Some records
§ §

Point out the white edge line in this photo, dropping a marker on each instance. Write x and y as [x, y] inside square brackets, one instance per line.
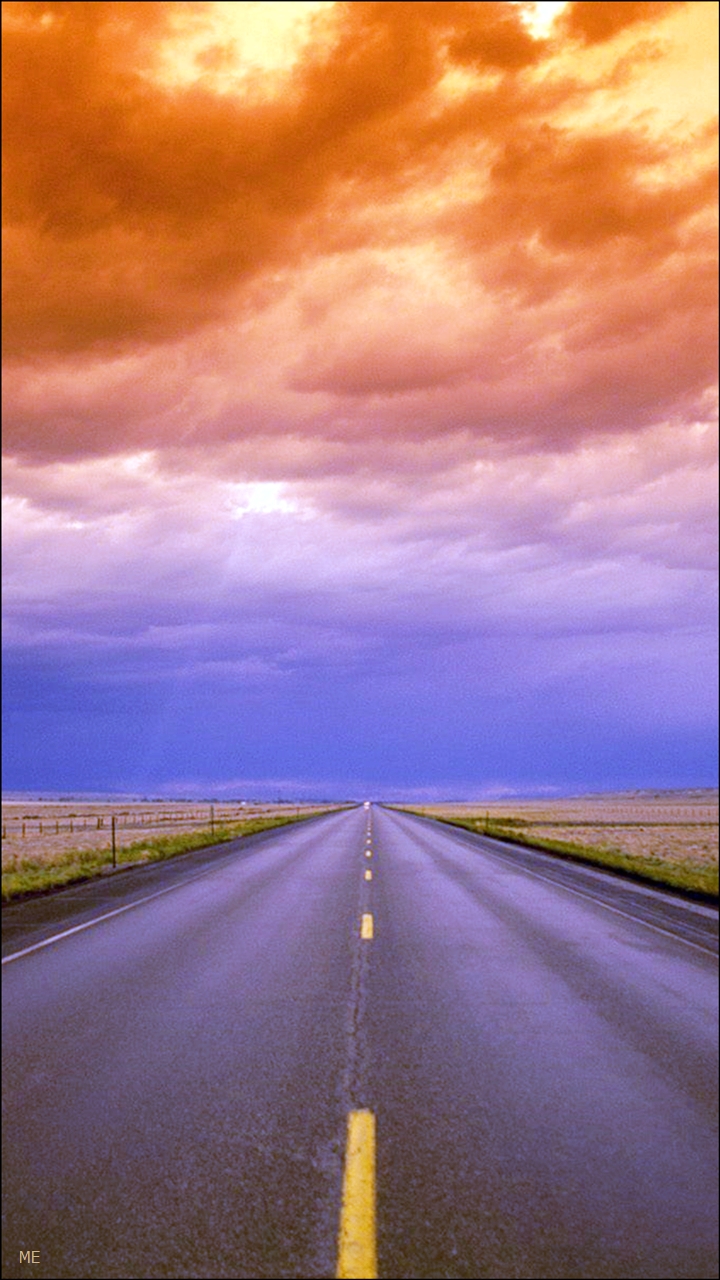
[98, 919]
[588, 897]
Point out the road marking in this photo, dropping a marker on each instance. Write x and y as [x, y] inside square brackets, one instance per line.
[356, 1253]
[98, 919]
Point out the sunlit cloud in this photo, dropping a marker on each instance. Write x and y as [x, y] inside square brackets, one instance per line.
[372, 350]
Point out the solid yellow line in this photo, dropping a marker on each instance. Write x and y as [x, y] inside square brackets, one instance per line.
[356, 1253]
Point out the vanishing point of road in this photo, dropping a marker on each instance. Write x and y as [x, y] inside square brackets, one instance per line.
[365, 1045]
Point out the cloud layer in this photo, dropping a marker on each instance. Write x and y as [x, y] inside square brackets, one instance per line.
[378, 346]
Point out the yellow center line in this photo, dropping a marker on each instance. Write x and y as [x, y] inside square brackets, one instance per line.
[356, 1253]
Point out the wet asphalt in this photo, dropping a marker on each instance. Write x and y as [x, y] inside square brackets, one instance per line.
[538, 1043]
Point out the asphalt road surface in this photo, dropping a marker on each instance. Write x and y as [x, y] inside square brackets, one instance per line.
[537, 1042]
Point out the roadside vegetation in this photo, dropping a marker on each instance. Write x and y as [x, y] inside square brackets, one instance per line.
[26, 876]
[680, 855]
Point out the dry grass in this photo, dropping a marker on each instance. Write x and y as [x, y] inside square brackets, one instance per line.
[53, 830]
[670, 837]
[67, 842]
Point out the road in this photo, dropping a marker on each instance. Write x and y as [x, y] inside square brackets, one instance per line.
[536, 1042]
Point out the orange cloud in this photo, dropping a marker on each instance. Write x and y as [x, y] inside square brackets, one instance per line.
[164, 241]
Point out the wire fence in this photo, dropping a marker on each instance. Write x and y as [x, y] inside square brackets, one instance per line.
[24, 826]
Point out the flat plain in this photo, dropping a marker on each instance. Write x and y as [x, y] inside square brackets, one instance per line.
[654, 832]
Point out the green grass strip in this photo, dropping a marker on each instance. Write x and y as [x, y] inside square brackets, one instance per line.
[30, 876]
[696, 878]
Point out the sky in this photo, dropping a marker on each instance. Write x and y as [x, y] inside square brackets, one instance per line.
[359, 398]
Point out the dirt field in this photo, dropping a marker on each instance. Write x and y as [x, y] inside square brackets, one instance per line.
[675, 827]
[44, 831]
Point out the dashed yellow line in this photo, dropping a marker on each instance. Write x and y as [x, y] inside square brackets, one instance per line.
[358, 1253]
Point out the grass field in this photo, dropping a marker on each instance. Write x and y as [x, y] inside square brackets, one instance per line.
[49, 844]
[666, 837]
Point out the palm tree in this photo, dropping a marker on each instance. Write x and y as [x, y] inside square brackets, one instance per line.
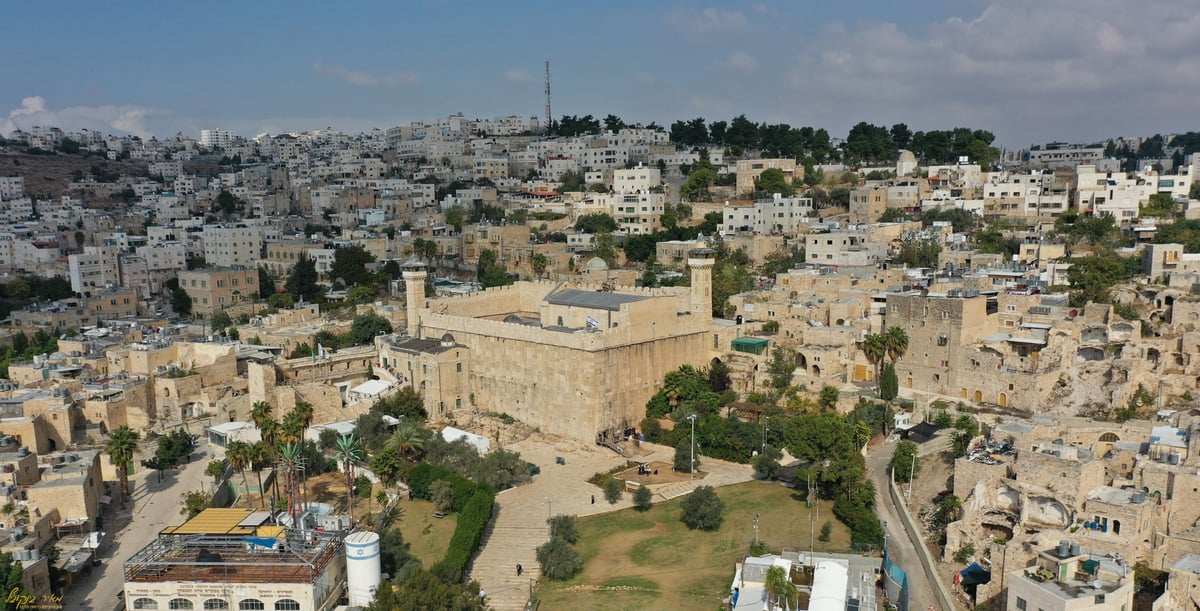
[539, 263]
[875, 348]
[780, 588]
[120, 447]
[409, 438]
[259, 457]
[291, 465]
[349, 454]
[897, 342]
[239, 456]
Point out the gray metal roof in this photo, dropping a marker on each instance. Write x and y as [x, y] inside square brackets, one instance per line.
[593, 299]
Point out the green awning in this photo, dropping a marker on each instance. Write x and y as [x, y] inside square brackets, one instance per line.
[750, 342]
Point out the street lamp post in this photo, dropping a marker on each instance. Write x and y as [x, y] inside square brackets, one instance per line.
[765, 435]
[912, 473]
[691, 466]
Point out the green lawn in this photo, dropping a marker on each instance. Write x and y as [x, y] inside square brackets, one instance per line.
[426, 535]
[652, 559]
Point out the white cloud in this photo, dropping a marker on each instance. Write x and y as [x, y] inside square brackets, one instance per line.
[123, 119]
[517, 76]
[707, 21]
[1025, 69]
[741, 60]
[360, 78]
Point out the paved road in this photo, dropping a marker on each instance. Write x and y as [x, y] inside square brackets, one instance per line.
[921, 592]
[154, 507]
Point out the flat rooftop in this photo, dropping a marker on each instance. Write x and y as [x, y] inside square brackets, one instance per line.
[593, 299]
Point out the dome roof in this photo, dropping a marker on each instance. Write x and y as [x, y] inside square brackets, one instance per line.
[597, 263]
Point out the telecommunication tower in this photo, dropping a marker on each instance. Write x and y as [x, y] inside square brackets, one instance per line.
[549, 115]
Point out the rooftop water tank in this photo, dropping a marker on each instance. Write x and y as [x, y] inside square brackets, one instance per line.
[363, 571]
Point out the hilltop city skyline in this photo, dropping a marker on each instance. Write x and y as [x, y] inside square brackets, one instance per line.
[1025, 71]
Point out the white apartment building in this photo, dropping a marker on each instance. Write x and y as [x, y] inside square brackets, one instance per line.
[11, 187]
[136, 275]
[1110, 192]
[216, 138]
[1059, 154]
[843, 250]
[94, 269]
[165, 256]
[491, 167]
[778, 215]
[1023, 195]
[227, 246]
[637, 213]
[636, 180]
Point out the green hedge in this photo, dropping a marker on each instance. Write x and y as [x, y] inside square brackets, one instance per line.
[423, 475]
[467, 535]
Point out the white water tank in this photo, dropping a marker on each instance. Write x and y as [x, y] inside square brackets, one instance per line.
[363, 573]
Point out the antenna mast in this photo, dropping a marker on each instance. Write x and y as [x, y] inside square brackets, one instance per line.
[549, 115]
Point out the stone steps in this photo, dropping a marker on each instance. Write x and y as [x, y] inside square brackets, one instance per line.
[513, 539]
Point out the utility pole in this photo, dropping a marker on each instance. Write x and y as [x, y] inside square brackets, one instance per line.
[691, 466]
[549, 115]
[912, 473]
[765, 435]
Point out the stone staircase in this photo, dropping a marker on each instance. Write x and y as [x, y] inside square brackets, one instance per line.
[513, 538]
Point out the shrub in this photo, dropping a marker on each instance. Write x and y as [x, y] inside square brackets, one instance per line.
[905, 465]
[965, 552]
[612, 491]
[563, 527]
[472, 522]
[363, 486]
[442, 493]
[767, 463]
[702, 509]
[643, 498]
[559, 561]
[683, 455]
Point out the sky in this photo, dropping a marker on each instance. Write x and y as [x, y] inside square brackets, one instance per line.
[1031, 71]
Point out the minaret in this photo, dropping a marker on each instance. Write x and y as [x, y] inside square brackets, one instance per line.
[413, 271]
[700, 262]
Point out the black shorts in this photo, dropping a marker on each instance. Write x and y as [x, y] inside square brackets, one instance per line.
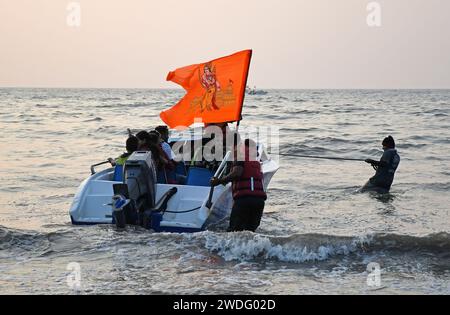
[246, 214]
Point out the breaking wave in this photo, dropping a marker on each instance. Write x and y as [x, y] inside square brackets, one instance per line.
[300, 248]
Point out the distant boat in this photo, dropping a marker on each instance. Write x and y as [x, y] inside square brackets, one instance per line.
[254, 91]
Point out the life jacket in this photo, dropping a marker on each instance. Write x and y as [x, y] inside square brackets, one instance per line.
[123, 158]
[251, 183]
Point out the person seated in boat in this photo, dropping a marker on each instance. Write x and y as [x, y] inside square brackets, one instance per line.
[143, 137]
[164, 133]
[247, 188]
[385, 168]
[131, 145]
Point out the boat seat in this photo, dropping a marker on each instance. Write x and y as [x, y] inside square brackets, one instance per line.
[118, 173]
[161, 177]
[199, 177]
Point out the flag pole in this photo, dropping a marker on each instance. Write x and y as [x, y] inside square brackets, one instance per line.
[245, 89]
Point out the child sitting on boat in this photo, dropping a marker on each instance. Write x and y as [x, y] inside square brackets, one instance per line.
[131, 146]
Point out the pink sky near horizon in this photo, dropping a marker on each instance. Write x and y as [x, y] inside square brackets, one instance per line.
[296, 43]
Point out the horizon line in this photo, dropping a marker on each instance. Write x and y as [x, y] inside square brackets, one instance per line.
[181, 89]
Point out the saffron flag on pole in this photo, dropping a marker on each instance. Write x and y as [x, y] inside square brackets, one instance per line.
[215, 91]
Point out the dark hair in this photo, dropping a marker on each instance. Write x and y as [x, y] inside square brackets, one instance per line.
[153, 138]
[162, 129]
[389, 142]
[142, 135]
[132, 144]
[250, 143]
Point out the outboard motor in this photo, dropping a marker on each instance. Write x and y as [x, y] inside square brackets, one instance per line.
[139, 188]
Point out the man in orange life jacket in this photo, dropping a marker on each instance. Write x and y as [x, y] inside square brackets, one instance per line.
[247, 188]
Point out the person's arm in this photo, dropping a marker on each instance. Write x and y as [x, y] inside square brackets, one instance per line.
[236, 172]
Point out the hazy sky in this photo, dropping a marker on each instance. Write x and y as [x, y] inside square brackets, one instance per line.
[296, 43]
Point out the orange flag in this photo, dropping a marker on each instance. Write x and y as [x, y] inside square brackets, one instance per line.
[215, 91]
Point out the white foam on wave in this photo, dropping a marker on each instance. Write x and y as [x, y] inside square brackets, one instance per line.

§ §

Exercise task: The line containing "Point out the man" and every line after it, through the end of the records, should be repeated exactly and alone.

Task answer:
Point out the man in orange life jacket in this photo, dropping a marker on each instance. Write x and y as [x, y] inside square brackets, one instance per line.
[247, 188]
Point out the person's arm in this photo, dropping a marker on each instance. Write x and y as [x, y] inside square brackets, one instance per line.
[236, 172]
Point out the hazy sky in this photo, dropping a marker on each instance. Write x and y as [x, y] inside square brackets, one instance per line.
[296, 43]
Point out the orange flag in this photo, dropping a marker on each instance. Write x and y as [x, y] inside square brackets, one instance per line.
[215, 91]
Point out the white foam on wave in this photo, dropping a marker on each instance. Write x and y as [x, y] inside square brackets, one instance per line.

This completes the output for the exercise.